Instructions
• a. Answer these questions about the patch review:
(i) What comment does the reviewer suggest adding to document the origin of the code?
(ii) Which header is the first one included in the added code?
(iii) In prq_to_iommu_prot, which flag is added to prot when req->wr_req is set?
• b. Please copy the patch review word for word, from "Consider adding a" to "bool is_canonical_address(u64 addr)".

Reading text

Many contributors have worked on the code moved in this change. The
original authorship is no longer relevant.

Consider adding a comment like 'Split from svm.c' to document the
origin.

> + */
> +
> +#include <linux/pci.h>
> +
> +#include "iommu.h"
> +#include "../iommu-pages.h"
> +#include "trace.h"
> +
> +static bool is_canonical_address(u64 addr)
> +{
> +	int shift = 64 - (__VIRTUAL_MASK_SHIFT + 1);
> +	long saddr = (long) addr;
> +
> +	return (((saddr << shift) >> shift) == saddr);
> +}
> +
> +static void handle_bad_prq_event(struct intel_iommu *iommu,
> +				 struct page_req_dsc *req, int result)
> +{
> +	struct qi_desc desc = { };
> +
> +	pr_err("%s: Invalid page request: %08llx %08llx\n",
> +	       iommu->name, ((unsigned long long *)req)[0],
> +	       ((unsigned long long *)req)[1]);
> +
> +	if (!req->lpig)
> +		return;
> +
> +	desc.qw0 = QI_PGRP_PASID(req->pasid) |
> +			QI_PGRP_DID(req->rid) |
> +			QI_PGRP_PASID_P(req->pasid_present) |
> +			QI_PGRP_RESP_CODE(result) |
> +			QI_PGRP_RESP_TYPE;
> +	desc.qw1 = QI_PGRP_IDX(req->prg_index) |
> +			QI_PGRP_LPIG(req->lpig);
> +
> +	qi_submit_sync(iommu, &desc, 1, 0);
> +}
> +
> +static int prq_to_iommu_prot(struct page_req_dsc *req)
> +{
> +	int prot = 0;
> +
> +	if (req->rd_req)
> +		prot |= IOMMU_FAULT_PERM_READ;
> +	if (req->wr_req)
> +		prot |= IOMMU_FAULT_PERM_WRITE;
> +	if (req->exe_req)
> +		prot |= IOMMU_FAULT_PERM_EXEC;
> +	if (req->pm_req)
> +		prot |= IOMMU_FAULT_PERM_PRIV;
> +
> +	return prot;
> +}
> +
> +static void intel_prq_report(struct intel_iommu *iommu, struct device *dev,
> +				 struct page_req_dsc *desc)

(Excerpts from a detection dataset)
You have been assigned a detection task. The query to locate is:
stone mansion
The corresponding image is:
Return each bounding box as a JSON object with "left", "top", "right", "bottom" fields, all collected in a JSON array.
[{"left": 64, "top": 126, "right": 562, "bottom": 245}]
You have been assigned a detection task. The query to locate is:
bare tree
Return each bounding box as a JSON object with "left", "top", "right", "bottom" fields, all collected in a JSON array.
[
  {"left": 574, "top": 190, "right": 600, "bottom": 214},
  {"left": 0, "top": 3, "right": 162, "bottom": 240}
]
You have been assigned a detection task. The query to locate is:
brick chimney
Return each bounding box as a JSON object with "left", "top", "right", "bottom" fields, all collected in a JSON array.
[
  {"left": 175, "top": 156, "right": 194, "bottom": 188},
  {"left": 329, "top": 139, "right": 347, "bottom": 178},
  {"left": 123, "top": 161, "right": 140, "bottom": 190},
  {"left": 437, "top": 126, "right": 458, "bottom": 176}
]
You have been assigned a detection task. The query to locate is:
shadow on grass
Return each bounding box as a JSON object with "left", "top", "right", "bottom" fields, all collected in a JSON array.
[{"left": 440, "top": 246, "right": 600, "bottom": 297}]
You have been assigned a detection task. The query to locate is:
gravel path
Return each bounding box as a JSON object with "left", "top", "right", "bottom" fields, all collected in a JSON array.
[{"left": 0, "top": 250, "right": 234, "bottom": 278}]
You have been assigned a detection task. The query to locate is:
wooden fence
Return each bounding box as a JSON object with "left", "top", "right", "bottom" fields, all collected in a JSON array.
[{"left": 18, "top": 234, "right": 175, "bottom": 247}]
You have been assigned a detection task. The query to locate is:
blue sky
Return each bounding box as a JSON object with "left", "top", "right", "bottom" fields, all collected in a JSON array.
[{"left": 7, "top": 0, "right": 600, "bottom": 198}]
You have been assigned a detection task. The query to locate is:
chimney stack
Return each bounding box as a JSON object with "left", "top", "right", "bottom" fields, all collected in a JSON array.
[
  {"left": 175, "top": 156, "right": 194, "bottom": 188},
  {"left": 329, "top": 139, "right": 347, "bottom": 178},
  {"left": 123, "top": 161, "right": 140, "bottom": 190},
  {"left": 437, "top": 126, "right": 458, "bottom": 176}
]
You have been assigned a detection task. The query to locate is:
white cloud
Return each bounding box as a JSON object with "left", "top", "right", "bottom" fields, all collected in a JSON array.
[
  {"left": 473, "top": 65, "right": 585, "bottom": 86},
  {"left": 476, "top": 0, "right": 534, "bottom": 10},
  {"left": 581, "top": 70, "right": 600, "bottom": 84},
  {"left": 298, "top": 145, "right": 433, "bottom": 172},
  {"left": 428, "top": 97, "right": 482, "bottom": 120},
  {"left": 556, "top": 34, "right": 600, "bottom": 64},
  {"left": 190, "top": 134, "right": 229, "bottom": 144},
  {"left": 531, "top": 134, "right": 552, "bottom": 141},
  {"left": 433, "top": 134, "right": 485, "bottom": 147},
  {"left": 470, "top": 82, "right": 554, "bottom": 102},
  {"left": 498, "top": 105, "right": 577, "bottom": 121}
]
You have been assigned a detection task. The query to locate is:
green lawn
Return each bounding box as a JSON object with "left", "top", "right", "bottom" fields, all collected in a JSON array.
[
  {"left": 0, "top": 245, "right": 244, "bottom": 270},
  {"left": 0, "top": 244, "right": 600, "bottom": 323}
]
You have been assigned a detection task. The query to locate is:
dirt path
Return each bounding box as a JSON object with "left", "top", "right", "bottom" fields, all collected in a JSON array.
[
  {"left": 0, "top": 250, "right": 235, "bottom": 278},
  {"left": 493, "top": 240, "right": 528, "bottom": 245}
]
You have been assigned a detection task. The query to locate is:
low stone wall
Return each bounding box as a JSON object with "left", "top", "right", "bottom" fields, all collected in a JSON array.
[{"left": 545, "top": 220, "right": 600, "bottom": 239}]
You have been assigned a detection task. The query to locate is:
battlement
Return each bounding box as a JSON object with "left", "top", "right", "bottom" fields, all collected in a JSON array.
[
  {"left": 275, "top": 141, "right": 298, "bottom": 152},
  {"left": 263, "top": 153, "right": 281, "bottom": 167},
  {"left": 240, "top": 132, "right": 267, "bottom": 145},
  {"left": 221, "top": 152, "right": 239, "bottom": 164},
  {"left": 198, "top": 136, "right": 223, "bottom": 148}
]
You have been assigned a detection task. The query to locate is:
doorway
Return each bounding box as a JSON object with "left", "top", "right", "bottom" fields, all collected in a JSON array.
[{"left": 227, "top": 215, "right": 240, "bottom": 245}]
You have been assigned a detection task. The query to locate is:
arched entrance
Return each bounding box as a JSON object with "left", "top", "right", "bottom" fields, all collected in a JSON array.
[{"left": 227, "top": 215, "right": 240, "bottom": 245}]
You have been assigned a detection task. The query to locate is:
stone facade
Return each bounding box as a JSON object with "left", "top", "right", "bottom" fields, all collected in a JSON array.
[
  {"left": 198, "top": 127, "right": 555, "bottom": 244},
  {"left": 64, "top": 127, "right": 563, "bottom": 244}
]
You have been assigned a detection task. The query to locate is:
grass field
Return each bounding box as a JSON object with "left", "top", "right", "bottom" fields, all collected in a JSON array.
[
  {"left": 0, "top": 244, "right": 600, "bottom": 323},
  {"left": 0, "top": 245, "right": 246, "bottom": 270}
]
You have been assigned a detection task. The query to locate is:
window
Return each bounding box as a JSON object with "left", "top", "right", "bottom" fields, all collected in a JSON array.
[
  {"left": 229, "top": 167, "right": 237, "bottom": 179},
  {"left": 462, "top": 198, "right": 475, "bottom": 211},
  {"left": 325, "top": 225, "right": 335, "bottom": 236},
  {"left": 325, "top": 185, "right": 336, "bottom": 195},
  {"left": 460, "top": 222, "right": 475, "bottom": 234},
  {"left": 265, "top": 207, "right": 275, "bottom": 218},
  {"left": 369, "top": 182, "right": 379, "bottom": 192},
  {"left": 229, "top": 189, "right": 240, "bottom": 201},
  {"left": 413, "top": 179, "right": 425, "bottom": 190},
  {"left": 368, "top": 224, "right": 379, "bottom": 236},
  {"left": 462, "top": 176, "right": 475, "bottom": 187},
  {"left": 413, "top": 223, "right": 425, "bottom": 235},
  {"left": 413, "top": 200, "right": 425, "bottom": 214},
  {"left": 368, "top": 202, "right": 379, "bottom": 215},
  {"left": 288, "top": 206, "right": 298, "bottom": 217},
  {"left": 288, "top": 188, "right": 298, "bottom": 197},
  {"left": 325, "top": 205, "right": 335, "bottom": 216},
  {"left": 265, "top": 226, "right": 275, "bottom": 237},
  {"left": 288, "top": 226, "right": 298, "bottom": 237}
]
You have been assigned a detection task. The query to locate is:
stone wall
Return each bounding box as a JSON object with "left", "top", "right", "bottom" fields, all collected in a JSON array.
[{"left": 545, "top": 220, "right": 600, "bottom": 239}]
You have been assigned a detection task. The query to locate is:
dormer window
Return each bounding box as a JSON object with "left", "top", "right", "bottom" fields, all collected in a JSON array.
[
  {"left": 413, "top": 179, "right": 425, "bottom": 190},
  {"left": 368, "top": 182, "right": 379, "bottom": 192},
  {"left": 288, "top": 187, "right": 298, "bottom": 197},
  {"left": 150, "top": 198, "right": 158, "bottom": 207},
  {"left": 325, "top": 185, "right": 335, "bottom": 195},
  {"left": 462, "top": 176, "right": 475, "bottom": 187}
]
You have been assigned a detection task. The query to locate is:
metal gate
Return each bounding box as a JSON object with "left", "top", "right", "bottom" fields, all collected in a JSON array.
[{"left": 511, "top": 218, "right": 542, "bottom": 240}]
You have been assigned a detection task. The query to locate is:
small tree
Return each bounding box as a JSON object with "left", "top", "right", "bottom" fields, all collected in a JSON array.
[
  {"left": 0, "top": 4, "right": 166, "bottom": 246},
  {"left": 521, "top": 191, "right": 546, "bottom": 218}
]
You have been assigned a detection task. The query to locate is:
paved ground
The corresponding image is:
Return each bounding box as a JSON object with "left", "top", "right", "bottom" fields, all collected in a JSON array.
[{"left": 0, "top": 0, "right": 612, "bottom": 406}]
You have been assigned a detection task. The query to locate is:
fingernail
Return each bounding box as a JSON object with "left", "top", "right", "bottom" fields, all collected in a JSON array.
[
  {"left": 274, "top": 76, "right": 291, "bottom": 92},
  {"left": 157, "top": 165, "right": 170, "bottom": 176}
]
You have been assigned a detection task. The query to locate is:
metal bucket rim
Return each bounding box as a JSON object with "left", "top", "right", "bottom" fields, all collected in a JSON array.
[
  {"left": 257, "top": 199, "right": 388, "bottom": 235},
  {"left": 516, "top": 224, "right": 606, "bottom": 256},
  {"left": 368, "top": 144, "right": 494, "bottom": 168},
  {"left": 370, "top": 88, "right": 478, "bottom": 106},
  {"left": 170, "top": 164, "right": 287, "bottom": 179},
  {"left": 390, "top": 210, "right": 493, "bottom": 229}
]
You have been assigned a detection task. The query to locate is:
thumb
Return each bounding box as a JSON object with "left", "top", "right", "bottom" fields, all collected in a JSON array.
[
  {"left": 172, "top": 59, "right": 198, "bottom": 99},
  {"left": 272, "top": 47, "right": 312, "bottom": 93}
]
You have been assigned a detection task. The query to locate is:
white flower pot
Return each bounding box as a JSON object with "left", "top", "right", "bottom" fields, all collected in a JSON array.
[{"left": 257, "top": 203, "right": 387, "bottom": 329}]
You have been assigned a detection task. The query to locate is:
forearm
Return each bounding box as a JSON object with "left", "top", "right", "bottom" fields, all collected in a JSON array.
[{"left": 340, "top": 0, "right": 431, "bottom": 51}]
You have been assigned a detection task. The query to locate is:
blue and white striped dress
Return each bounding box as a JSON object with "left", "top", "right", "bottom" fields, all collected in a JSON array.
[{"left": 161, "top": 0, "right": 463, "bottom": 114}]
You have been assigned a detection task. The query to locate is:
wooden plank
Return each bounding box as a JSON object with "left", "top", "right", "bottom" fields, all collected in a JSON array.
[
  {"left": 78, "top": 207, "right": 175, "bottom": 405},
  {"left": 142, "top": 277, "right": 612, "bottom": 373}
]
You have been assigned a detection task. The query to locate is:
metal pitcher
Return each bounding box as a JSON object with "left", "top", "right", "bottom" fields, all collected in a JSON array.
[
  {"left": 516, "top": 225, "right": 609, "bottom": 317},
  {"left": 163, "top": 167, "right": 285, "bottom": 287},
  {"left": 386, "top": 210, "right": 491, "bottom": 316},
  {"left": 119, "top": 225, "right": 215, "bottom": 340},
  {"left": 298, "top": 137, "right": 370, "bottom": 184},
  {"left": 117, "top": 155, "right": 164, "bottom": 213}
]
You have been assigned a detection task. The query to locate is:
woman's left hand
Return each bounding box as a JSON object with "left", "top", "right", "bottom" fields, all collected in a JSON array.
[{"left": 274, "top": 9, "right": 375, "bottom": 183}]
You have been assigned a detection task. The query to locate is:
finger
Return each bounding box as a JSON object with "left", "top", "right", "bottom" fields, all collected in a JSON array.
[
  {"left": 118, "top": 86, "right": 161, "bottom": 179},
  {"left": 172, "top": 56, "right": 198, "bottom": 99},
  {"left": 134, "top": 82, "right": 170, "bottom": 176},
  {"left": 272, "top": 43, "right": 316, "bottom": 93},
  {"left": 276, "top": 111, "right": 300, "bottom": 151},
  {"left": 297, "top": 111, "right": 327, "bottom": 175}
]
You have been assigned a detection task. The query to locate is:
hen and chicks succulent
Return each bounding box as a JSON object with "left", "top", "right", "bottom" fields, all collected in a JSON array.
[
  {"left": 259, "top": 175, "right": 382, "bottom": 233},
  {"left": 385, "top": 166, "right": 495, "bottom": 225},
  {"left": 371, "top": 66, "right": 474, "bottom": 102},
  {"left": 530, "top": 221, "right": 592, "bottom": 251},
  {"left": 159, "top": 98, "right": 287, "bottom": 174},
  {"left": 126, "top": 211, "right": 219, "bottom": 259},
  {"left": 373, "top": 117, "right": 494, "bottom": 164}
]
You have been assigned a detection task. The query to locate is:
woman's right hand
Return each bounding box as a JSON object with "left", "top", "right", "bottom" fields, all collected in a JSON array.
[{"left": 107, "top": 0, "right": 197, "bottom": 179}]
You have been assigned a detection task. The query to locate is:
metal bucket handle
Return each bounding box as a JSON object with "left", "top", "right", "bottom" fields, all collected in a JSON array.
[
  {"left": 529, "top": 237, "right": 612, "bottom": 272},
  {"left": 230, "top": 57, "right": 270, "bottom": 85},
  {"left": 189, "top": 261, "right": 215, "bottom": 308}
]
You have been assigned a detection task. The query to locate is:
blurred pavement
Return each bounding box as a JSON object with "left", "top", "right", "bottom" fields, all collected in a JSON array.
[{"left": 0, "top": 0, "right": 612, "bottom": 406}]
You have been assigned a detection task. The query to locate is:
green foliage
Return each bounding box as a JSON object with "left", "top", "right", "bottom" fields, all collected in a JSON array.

Answers to the problems
• a.
(i) 'Split from svm.c'
(ii) <linux/pci.h>
(iii) IOMMU_FAULT_PERM_WRITE

• b.
Consider adding a comment like 'Split from svm.c' to document the
origin.

> + */
> +
> +#include <linux/pci.h>
> +
> +#include "iommu.h"
> +#include "../iommu-pages.h"
> +#include "trace.h"
> +
> +static bool is_canonical_address(u64 addr)